Right, as someone who's just started a business this the way I'm going to go for deciding.. 1) Good credit rating? 2) More than you running the company? 3) Employing anyone through PAYE? 4) Turnover of over £70k? (ie needing VAT registration) If the answer to more than one of them is yes, then go LTD, is only yes to 2) then register as a partnership or LLP (depending on who it is) I've registered as a Sole Trader for now as for me, the answers to all of them are No.. Have a look on businesslink, direct.gov, hmrc.gov.uk. Remember if you are registered as LTD, you can't just use the company's money as an extention of you own personal bank account. For LTD everything you buy that you intend to claim back for must be 'Necessary and Exclusively for the business', sole trader just needs to be 'necessary' for business use.. Also if you're a bit useless with getting things in on time or getting things absolutely right, don't register a LTD company, if you cock up on anything submitted you're liable for HUGE fines and potentially prison time, bankruptcy and being put on a director's blacklist. Not good things. Any questions, drop me a PM and look at the sites I suggested. (but as an aside, you can register with company's house for about £20)

Stated goal A:
Report each line of the records that contains the word "tree".
Stated goal B:
Carry on the forum post about choosing between sole trader and limited company registration, picking up after its final sentence.

Data supplied:

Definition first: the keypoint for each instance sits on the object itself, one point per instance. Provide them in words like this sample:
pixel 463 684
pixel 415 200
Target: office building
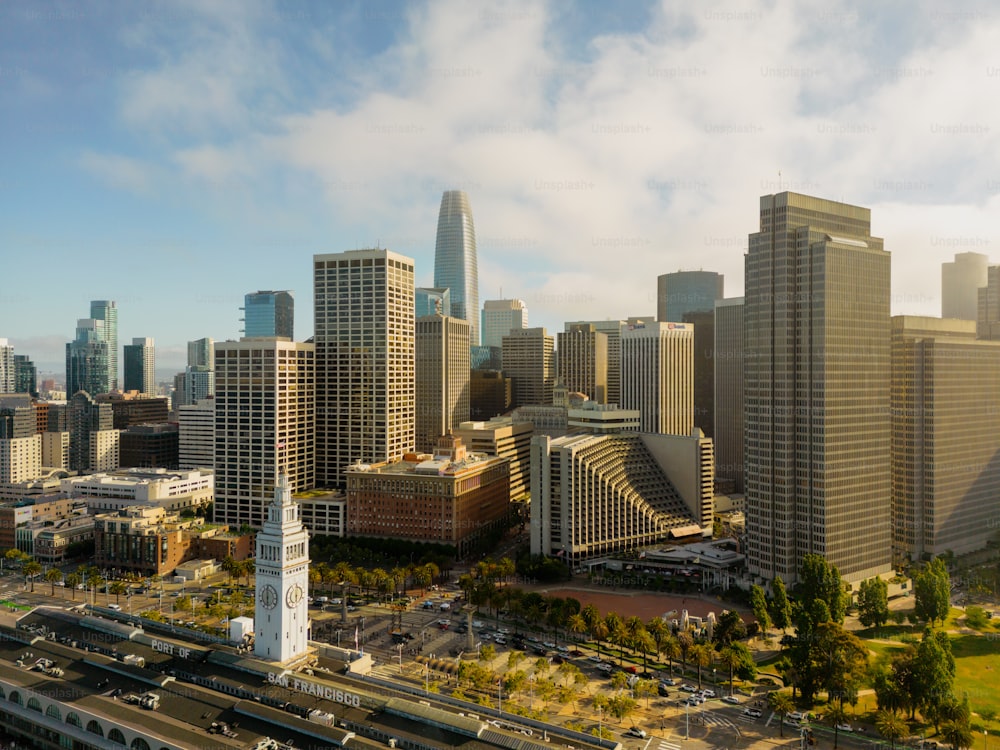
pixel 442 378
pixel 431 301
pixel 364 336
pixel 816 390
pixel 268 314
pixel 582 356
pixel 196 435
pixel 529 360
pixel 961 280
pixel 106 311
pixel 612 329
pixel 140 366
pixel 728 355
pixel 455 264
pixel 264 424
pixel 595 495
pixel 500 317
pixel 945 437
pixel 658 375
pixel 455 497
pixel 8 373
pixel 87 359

==

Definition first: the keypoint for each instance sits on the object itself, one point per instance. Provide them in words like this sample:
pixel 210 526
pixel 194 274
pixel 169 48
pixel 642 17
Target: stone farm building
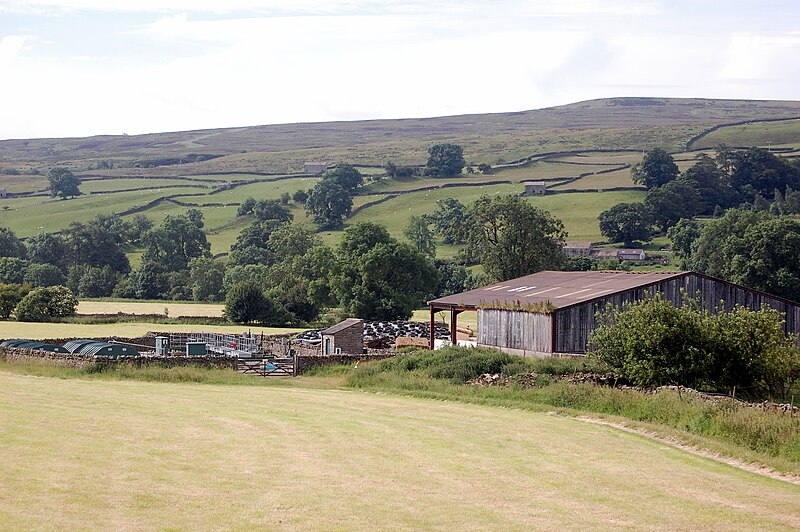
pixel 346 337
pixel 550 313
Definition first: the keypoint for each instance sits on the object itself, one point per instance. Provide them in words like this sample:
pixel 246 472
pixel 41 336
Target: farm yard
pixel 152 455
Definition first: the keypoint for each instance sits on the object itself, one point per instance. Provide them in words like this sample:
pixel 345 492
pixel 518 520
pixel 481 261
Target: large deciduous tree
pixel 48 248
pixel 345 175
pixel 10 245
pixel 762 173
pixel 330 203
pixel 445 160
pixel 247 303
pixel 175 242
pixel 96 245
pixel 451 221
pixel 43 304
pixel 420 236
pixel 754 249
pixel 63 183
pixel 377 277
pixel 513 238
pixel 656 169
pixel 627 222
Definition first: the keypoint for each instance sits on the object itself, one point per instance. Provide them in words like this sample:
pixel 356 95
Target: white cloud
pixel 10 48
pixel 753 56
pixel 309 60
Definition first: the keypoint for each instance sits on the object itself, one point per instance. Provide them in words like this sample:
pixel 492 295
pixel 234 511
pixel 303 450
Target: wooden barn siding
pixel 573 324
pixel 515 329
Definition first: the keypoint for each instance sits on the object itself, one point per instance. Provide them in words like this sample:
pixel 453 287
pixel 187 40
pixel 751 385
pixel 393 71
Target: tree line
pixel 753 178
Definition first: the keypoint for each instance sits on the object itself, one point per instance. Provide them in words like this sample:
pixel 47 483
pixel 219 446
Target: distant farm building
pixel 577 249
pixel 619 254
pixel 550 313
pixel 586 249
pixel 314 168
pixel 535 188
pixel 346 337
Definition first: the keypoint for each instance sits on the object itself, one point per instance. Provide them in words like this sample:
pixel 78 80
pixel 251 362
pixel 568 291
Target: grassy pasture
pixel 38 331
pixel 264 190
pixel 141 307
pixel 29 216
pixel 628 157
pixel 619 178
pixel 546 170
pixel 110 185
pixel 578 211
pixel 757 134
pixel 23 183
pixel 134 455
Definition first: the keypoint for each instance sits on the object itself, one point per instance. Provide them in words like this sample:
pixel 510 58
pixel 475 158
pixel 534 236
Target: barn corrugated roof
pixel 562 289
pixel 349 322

--

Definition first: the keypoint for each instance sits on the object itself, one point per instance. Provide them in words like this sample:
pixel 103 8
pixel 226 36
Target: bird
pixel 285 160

Answer A:
Target: large deciduous tree
Target: tree line

Answer B:
You don't have to but since you were asking for information, it's easier to get good advice if they know the parameters. And since you were asking for information politeness always goes down well even if you don't want to share But your financial liability under a limited company is (or was when I had one a wee while ago) limited to the value of the shares, hence why people would "issue" a small number at a nominal value. Yes you can be blacklisted etc. if you screw up big time but, assuming it's all legitimate, in this current economic climate you won't be getting ready credit from financial institutions, suppliers etc. anyway as a newly formed company with no trading history. And the quickest/easiest option for a limited company is to buy one "off the shelf" which already has mems/arts/co sec etc. and has therefore already been registered with Companies House. You can always rename it afterwards. Edit: To search to determine whether the name you want to use is already in use (and therefore unavailable to you) check here http://www.companieshouse.gov.uk/
Can't the guy just want to have a company even if he never intends to do anything with it? Stop hassling the bloke. Besides..maybe he wants to sell sex toys and doesn't want us to know
I'm sure his master plan will be revealed if we see a "Big Mike's safes 'n' fleshlights" opening up somewhere soon
It is remarkable what you can achieve with what god gave you. But if a lady needs some vibration in her life, why not?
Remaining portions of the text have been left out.